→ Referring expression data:
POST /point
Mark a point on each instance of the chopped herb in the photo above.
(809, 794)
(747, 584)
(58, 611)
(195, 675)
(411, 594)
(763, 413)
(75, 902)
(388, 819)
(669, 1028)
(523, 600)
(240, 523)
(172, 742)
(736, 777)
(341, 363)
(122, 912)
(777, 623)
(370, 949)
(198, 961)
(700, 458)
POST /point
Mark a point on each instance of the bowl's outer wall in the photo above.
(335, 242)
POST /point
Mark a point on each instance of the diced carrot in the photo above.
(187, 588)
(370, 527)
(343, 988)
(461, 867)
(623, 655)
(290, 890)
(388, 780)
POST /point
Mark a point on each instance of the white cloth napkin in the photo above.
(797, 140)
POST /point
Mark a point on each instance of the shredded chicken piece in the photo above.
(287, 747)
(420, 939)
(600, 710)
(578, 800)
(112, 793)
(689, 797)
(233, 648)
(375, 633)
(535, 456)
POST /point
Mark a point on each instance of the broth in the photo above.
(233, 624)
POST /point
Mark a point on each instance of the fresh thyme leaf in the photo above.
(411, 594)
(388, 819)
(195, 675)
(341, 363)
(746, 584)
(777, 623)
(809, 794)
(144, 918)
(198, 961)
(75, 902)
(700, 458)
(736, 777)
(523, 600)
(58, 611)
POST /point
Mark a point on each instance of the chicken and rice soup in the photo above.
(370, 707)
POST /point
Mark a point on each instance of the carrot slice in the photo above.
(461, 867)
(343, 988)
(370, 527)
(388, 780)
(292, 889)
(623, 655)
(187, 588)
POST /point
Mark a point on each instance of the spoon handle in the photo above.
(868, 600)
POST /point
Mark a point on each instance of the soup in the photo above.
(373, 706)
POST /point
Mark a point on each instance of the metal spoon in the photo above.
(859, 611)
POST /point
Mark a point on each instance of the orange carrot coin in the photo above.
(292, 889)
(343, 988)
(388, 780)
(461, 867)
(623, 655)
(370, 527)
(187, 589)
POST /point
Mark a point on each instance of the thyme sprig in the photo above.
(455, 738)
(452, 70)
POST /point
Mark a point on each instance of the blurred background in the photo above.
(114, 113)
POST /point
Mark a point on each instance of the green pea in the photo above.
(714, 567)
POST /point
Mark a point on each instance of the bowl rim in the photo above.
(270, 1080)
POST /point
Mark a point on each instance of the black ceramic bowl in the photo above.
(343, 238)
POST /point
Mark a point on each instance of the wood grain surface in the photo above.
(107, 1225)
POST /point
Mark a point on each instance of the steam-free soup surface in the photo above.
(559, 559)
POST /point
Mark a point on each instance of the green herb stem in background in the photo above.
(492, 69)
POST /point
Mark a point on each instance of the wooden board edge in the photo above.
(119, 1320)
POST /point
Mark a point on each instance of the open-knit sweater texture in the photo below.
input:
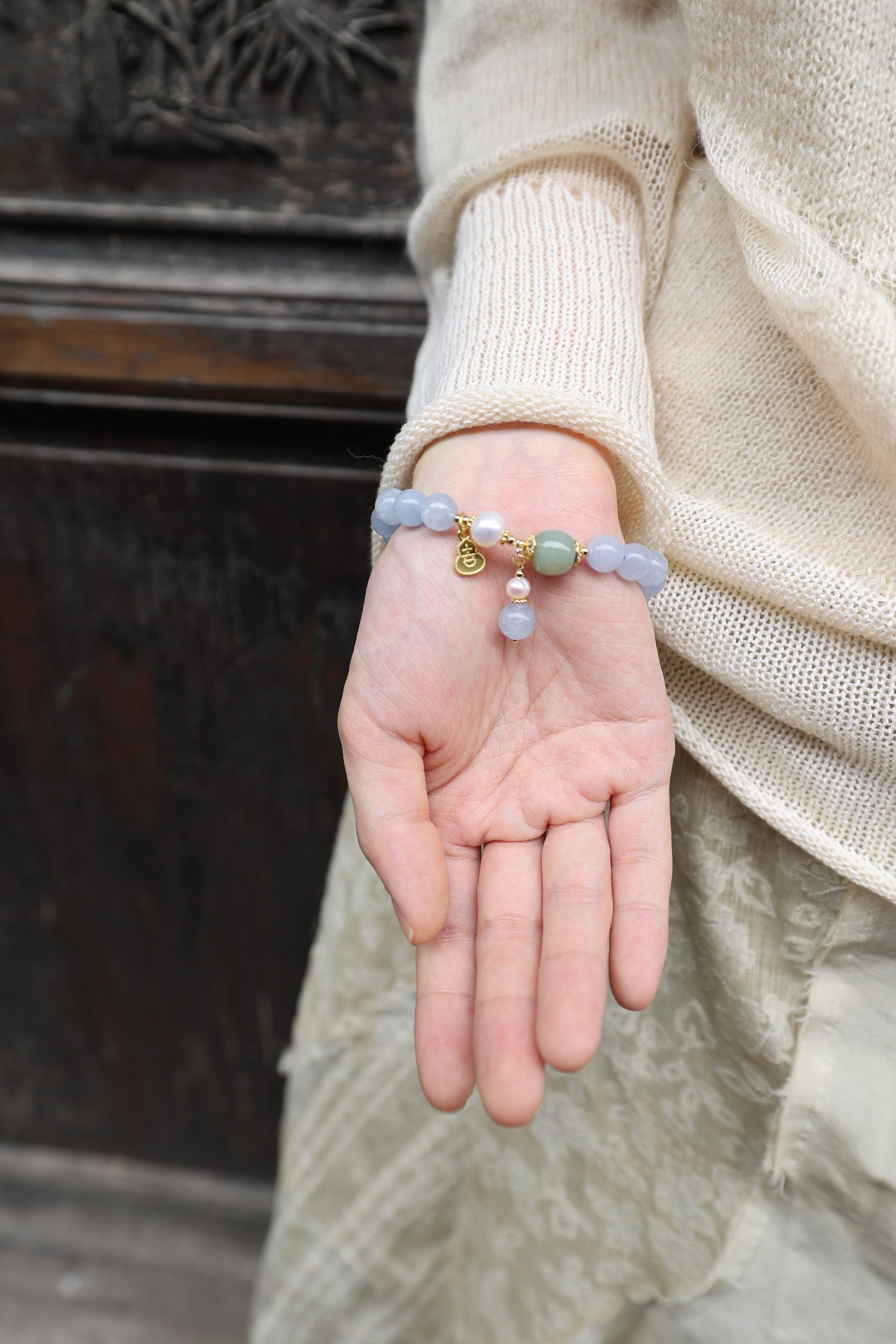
(672, 229)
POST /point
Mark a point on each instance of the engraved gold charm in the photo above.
(468, 560)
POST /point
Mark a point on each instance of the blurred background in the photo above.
(207, 332)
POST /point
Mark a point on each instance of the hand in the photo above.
(480, 772)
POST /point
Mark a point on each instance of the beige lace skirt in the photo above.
(725, 1168)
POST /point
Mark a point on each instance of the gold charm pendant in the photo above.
(469, 560)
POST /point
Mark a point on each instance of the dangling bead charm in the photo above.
(516, 620)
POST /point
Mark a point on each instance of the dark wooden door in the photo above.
(207, 330)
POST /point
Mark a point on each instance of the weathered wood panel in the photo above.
(174, 639)
(108, 1252)
(119, 109)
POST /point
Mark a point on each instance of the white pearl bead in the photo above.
(518, 587)
(487, 530)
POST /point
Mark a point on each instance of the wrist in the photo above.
(534, 476)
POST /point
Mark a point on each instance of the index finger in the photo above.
(387, 784)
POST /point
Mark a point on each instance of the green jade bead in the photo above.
(554, 553)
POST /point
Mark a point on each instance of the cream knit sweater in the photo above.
(723, 321)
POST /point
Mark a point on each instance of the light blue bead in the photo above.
(656, 576)
(605, 554)
(516, 620)
(634, 564)
(440, 512)
(385, 506)
(379, 526)
(651, 589)
(407, 507)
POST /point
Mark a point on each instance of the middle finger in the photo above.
(508, 1066)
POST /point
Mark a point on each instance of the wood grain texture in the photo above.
(277, 322)
(109, 1252)
(60, 109)
(174, 641)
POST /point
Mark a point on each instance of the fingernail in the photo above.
(406, 928)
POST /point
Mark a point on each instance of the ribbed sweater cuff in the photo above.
(542, 322)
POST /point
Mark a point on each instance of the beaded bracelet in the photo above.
(551, 552)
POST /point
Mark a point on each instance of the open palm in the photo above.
(482, 772)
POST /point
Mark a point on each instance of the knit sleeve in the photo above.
(551, 139)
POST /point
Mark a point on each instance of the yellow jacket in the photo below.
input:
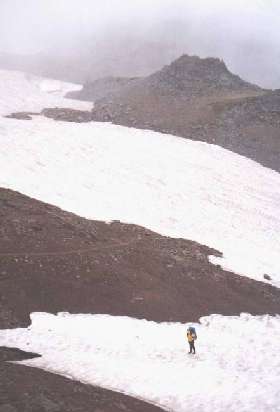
(190, 337)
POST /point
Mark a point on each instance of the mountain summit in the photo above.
(190, 76)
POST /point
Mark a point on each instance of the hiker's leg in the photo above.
(192, 347)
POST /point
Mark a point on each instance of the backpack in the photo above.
(193, 331)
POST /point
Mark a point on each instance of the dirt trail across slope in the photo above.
(25, 389)
(54, 261)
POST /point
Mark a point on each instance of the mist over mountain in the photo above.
(85, 41)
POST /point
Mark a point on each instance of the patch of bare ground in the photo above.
(53, 261)
(200, 99)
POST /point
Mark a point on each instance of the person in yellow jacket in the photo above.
(191, 336)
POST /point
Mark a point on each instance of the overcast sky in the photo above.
(244, 33)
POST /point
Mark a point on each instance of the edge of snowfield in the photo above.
(173, 186)
(149, 360)
(24, 92)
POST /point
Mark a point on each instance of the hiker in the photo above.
(191, 336)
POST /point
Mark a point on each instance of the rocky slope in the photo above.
(25, 389)
(55, 261)
(201, 100)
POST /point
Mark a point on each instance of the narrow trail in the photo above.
(68, 252)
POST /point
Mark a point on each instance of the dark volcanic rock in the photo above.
(54, 261)
(101, 88)
(201, 100)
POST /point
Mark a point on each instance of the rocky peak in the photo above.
(198, 76)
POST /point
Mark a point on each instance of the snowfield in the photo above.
(174, 186)
(237, 367)
(22, 92)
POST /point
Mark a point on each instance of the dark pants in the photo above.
(192, 348)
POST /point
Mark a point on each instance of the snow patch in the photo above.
(174, 186)
(236, 368)
(21, 92)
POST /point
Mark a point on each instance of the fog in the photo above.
(84, 39)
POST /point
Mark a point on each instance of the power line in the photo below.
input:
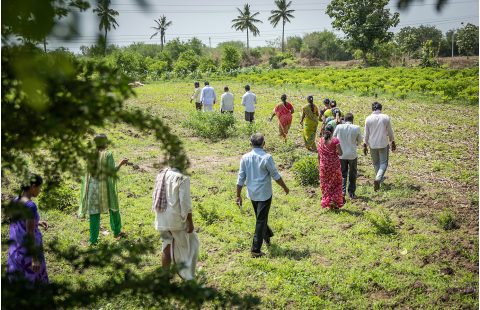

→ Exercise: Copy out every line of the entries where the string "below" shows up.

→ Answer to this exercise:
Mark a point on each instance of the open-knit sweater texture in the photo below.
Mark a point on each instance of the yellow jacket in the photo below.
Mark a point on each instance of the power line in the photo below.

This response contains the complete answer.